* Exercise 1
Format the rows starting at the line that contains "Flashcard — Front: Point out the flower" and ending at the last line of the rows as a JSON list of strings, one string per line, with blank lines left out.

So Schmidt's encouragement that skeptics should go dig into the code was a) obviously not meant to be applied to hiscode and b) roughly equivalent to a mom answering her kids complaint that they were bored and had nothing to do with "you can clean your rooms" — something that looks good in the paper trail but is not really meant to be taken seriously.  As I said before:

I am sure Schmidt would love us all to go off on some wild goose chase in the innards of a few climate models and relent on comparing the output of those models against actual temperatures.

Responses to Gavin Schmidt, Part 2

OK, we continue to the final paragraph of Gavin Schmidt’s postadmitting a minor error in the October GISS numbers, and then proceeding to say that all the folks who pointed out the error are biased and unhelpful, in spite of the fact (or maybe because of the fact) that they found this error.

As I reviewed in part 1, most of the letter was just sort of petulant bad grace.  But this paragraph was worrisome, and I want to deal with it in more depth:

Which brings me to my last point, the role of models. It is clear that many of the temperature watchers are doing so in order to show that the IPCC-class models are wrong in their projections. However, the direct approach of downloading those models, running them and looking for flaws is clearly either too onerous or too boring. Even downloading the output (from here or here) is eschewed in favour of firing off Freedom of Information Act requests for data already publicly available – very odd. For another example, despite a few comments about the lack of sufficient comments in the GISS ModelE code (a complaint I also often make), I am unaware of anyone actually independently finding any errors in the publicly available Feb 2004 version (and I know there are a few). Instead, the anti-model crowd focuses on the minor issues that crop up every now and again in real-time data processing hoping that, by proxy, they’ll find a problem with the models.

I say good luck to them. They’ll need it.

[Items listed in a dataset]
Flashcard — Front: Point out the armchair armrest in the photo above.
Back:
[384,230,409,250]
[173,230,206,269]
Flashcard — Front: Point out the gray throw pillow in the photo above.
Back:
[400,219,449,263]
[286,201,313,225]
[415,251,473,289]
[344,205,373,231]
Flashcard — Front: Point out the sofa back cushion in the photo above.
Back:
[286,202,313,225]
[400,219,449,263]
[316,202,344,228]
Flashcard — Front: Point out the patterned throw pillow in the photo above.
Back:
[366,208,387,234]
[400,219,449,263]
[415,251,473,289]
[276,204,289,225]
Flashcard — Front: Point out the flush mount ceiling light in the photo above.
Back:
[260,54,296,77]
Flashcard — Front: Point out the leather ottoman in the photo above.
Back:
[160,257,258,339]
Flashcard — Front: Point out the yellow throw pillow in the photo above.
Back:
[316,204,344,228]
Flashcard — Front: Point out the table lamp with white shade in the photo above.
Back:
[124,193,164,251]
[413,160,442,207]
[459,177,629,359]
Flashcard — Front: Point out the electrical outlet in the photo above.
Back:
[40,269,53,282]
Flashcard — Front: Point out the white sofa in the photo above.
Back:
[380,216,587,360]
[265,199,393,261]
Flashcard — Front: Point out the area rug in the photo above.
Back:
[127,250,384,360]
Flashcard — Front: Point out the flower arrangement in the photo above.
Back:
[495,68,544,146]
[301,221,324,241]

* Exercise 2
In the excerpt responding to Gavin Schmidt, which version of the GISS ModelE code is described as publicly available?

* Reply 1
[
  "Flashcard — Front: Point out the flower arrangement in the photo above.",
  "Back:",
  "[495,68,544,146]",
  "[301,221,324,241]"
]

* Reply 2
The Feb 2004 version.